Извлечённый текст
= = = = =
ВЛАДИМИР ЛИВЯНТ
(одноклассник Владика)
 
 

Я думаю, что Владик Фурман - самая трагическая и самая неординарная фигура из нашего 10 «Б» класса. Не помню точно, с какого класса мы учились вместе с 5-го или с 7-го, но нас друг к другу потянуло с самого начала совместной учёбы. Может быть, причина была в общем семитском происхождении (нам об этом было известно), а может быть, моя способность преимущественно слушать, а его – преимущественно говорить. Он много больше нас читал и любил пофантазировать.

У него была ярко выраженная еврейская внешность мальчишки из местечка по Шолом- Алейхему и добрый мягкий характер. Мы, паразиты, нередко пользовались его беззащитностью.
Излюбленным приёмом был, когда кто-нибудь из нас нашкодит и учителя пытаются выяснить виновника, дружный призыв: «Фурман, сознайся!». Он терпеливо улыбался и не обижался на одноклассников. Какая-то непроходящая печаль была в его облике. Позже, будучи в его семье, я узнал, что его старший брат погиб на войне с немцами, и родители были навсегда надломлены этим горем.
Школа не была для него главной формой получения образования. В отличие от нас, он углублённо занимался самообразованием, главным образом, литературой и философией. Этому способствовали и частые ангины и гриппы, когда он неделями оставался дома. Чтение книг было основным и любимым занятием. В 8-м или 9-м классе, когда в школе проходили «Краткий курс истории ВКП(б)», я дома у него видел томики Гегеля и Канта, и он терзал меня изложением некоторых положений Великих Философов. В школе по большинству предметов у него были тройки и четвёрки. Даже по любимой литературе, из-за ужасного почерка и помарок в сочинениях, он редко получал пятёрки. В тот же период он начал писать небольшие рассказы и я, для некоторых из них, был первым слушателем.
Я уже рассказывал, но повторяю ещё раз, потому, что это характеризует моего друга. Комичный, а может анекдотичный эпизод, имевший место в нашей жизни. В Тургеневской библиотеке происходило обсуждение романа И.Эренбурга – «Буря». Владька выступил с критикой присутствующего на этом мероприятии маститого писателя. Он без всякой робости заявил, что в романе неправильно описана любовь главных героев, на что И.Эренбург устало ответил, что эта «критическая самодеятельность» ему знакома. Но собственное мнение о литературном произведении и неприятие им общепризнанных авторитетов этот эпизод демонстрирует.
Но не только литература волновала его. Помню, ранней мартовской весной 1948 г., гуляя на Чистых прудах, он говорил мне о недопустимости затягивания очередного (19) партийного съезда Сталиным. Ведь столько негативных моментов накопилось, которые нужно было разрешить на съезде.
= = = = =
Список записей

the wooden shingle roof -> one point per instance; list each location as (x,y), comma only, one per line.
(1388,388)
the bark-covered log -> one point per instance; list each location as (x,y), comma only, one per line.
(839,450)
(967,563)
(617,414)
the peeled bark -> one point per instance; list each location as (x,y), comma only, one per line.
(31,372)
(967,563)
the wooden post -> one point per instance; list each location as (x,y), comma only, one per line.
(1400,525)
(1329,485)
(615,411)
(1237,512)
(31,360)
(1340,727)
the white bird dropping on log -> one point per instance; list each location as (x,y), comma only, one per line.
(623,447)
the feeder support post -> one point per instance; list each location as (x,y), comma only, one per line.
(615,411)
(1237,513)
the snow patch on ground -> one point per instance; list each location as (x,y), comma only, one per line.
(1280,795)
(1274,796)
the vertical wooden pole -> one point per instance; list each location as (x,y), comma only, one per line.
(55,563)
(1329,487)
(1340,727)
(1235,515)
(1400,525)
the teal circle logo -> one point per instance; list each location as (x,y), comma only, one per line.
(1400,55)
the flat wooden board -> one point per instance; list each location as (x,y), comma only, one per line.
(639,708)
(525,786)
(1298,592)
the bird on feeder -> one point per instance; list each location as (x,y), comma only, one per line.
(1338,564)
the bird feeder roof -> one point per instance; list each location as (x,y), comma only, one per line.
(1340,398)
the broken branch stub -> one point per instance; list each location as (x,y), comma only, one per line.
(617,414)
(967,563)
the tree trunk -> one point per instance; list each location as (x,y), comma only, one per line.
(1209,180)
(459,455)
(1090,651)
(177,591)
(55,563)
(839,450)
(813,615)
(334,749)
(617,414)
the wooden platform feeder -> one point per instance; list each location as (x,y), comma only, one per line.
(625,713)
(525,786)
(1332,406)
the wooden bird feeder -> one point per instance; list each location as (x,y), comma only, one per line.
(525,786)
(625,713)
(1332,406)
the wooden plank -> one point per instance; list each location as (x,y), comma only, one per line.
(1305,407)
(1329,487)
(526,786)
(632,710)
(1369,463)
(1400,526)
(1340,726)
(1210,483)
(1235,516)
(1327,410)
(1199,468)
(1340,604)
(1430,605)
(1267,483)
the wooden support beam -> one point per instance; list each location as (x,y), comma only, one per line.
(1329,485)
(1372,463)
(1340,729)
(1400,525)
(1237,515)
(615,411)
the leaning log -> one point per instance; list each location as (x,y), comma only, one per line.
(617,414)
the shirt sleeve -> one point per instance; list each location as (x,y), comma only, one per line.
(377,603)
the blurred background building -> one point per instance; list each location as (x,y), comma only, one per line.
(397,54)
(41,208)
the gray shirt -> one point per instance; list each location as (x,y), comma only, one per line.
= = = = =
Проверьте понимание
1. Перепишите отрывок из воспоминаний о Владике Фурмане, который начинается со слов «Я думаю, что» и заканчивается словами «пользовались его беззащитностью.». Замените в нём «пофантазировать» на «помечтать».
2. Что, согласно воспоминаниям о Владике Фурмане, случилось с его старшим братом?

Выполненное задание
1.
Я думаю, что Владик Фурман - самая трагическая и самая неординарная фигура из нашего 10 «Б» класса. Не помню точно, с какого класса мы учились вместе с 5-го или с 7-го, но нас друг к другу потянуло с самого начала совместной учёбы. Может быть, причина была в общем семитском происхождении (нам об этом было известно), а может быть, моя способность преимущественно слушать, а его – преимущественно говорить. Он много больше нас читал и любил помечтать.

У него была ярко выраженная еврейская внешность мальчишки из местечка по Шолом- Алейхему и добрый мягкий характер. Мы, паразиты, нередко пользовались его беззащитностью.

2. Он погиб на войне с немцами.